# TAREAS
**a)** En el texto sobre el patrón recursivo, ¿qué valor de n usa el programa en C++?
**b)** Cambia "wooden surface" por "wooden table" en los registros y copia de nuevo las líneas desde el comienzo de los registros hasta la línea que contiene "column 825, row 370", ambas incluidas, sin tocar nada más.

Imprime el patrón dado recursivamente

Dado un entero positivo n . Imprima el patrón triangular invertido (como se describe en los ejemplos a continuación) usando el enfoque recursivo.

Ejemplos: 

Input : n = 5
Output : 
* * * * *
* * * *
* * *
* *
*

Input : n = 7
Output :
* * * * * * *
* * * * * *
* * * * * 
* * * *
* * *
* *
*

Método 1 (usando dos funciones recursivas): una función recursiva se usa para obtener el número de fila y la otra función recursiva se usa para imprimir las estrellas de esa fila en particular.

Algoritmo:  

printPatternRowRecur(n)
    if n < 1
        return
        
    print "* "
    printPatternRowRecur(n-1)

printPatternRecur(n)
    if n < 1
        return
    
    printPatternRowRecur(n)
    print "\n"
    printPatternRecur(n-1)

C++

// C++ implementation to print the given
// pattern recursively
#include <bits/stdc++.h>
using namespace std;
 
// function to print the 'n-th' row of the
// pattern recursively
void printPatternRowRecur(int n)
{
    // base condition
    if (n < 1)
        return;
         
    // print the remaining stars of the n-th row
    // recursively   
    cout << "* ";
    printPatternRowRecur(n-1);
}
 
void printPatternRecur(int n)
{
    // base condition
    if (n < 1)
        return;
     
    // print the stars of the n-th row   
    printPatternRowRecur(n);   
     
    // move to next line
    cout << endl;
     
    // print stars of the remaining rows recursively
    printPatternRecur(n-1);
     
}
 
// Driver program to test above
int main()
{
    int n = 5;
    printPatternRecur(n);
    return 0;
}

Java

// java implementation to print the given
// pattern recursively
import java.io.*;
 
class GFG
{
    // function to print the 'n-th' row
    // of the pattern recursively
    static void printPatternRowRecur(int n)
    {
        // base condition
        if (n < 1)
            return;
             
        // print the remaining stars
        // of the n-th row recursively
        System.out.print( "* ");
        printPatternRowRecur(n - 1);
    }
     
    static void printPatternRecur(int n)
    {
        // base condition
        if (n < 1)
            return;
         
        // print the stars of the n-th row
        printPatternRowRecur(n);
         
        // move to next line
        System.out.println ();
         
        // print stars of the
        // remaining rows recursively
        printPatternRecur(n - 1);
         
    }
 
    // Driver program to test above
    public static void main (String[] args)

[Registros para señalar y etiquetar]
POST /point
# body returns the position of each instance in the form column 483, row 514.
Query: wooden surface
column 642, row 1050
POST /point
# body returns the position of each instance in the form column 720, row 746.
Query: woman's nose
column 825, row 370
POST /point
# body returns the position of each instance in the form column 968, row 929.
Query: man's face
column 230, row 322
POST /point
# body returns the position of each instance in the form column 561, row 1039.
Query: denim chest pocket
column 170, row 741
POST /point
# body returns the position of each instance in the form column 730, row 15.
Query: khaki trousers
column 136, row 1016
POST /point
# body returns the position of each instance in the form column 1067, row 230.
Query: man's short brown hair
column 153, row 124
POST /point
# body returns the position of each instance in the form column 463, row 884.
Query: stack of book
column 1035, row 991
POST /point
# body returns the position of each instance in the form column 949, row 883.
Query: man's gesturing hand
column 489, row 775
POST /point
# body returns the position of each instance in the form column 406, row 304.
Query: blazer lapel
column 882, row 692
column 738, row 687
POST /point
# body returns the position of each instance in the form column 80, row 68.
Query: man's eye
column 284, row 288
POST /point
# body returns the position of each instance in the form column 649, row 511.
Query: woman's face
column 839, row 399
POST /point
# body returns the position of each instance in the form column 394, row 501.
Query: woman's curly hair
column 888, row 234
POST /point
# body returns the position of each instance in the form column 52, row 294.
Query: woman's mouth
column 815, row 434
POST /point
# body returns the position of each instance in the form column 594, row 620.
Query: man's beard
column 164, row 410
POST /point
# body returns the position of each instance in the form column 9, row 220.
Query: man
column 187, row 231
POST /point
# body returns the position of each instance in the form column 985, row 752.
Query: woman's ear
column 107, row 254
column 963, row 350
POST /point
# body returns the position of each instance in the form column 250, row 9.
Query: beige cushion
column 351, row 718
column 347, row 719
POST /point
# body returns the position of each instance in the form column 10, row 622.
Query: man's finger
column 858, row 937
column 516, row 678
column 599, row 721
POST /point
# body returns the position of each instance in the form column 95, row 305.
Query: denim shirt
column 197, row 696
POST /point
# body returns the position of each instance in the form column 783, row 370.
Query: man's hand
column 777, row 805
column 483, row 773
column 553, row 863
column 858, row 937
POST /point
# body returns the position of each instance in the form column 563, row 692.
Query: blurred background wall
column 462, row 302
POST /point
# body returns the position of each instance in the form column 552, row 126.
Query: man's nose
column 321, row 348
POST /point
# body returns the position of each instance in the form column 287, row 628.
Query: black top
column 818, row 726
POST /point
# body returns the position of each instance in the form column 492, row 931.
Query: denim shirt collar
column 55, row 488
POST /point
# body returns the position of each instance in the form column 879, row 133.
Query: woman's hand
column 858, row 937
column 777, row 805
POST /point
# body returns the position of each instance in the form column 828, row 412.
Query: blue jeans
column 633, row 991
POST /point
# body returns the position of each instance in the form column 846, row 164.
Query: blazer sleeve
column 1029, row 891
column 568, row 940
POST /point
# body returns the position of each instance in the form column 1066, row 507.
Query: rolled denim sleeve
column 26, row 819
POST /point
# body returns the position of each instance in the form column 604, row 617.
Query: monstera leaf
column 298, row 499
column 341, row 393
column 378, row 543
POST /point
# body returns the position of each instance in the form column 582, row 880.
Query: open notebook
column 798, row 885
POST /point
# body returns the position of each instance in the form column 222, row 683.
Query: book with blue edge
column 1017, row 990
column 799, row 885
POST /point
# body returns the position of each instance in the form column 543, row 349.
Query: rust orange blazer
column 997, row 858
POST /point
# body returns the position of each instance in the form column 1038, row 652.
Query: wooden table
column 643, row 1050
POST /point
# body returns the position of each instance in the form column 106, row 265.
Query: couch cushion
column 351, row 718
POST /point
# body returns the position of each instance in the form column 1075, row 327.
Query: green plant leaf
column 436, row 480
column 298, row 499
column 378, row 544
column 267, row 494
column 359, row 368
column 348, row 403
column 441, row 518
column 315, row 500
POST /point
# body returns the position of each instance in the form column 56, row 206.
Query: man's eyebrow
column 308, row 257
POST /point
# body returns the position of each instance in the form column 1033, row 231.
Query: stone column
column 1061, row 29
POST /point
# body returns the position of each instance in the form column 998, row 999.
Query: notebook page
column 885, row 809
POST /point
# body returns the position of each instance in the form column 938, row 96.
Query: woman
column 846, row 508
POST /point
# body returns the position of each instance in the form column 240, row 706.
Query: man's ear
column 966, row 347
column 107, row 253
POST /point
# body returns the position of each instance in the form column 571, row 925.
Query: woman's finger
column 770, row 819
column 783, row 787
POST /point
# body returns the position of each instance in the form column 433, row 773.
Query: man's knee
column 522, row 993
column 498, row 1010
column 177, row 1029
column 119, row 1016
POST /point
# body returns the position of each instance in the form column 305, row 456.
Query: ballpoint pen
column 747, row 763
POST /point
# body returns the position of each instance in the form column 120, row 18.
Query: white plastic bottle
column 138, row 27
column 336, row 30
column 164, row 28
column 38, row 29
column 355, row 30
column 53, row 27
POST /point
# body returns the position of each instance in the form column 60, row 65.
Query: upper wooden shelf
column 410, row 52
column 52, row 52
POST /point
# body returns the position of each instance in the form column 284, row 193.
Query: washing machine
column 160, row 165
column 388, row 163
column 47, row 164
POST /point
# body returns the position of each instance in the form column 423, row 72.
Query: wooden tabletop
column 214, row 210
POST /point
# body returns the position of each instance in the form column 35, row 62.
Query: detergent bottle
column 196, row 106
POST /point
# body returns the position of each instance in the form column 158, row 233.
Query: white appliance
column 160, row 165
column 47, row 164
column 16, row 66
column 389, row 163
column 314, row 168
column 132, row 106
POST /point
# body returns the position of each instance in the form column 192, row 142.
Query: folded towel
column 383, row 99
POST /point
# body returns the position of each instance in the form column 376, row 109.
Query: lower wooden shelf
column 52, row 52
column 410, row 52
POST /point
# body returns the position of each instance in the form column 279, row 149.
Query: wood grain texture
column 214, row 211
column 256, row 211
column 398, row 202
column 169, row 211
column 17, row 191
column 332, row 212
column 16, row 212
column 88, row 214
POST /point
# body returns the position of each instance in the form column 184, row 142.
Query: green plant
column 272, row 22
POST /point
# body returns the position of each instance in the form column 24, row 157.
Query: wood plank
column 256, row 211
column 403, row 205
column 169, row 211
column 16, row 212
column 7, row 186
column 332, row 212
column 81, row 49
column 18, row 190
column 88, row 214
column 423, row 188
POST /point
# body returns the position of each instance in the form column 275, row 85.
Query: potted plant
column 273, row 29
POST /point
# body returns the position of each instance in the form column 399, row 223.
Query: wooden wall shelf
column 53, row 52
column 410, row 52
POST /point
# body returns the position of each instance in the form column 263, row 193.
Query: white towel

# RESPUESTAS
**a)** El programa en C++ usa n = 5.

**b)**
POST /point
# body returns the position of each instance in the form column 483, row 514.
Query: wooden table
column 642, row 1050
POST /point
# body returns the position of each instance in the form column 720, row 746.
Query: woman's nose
column 825, row 370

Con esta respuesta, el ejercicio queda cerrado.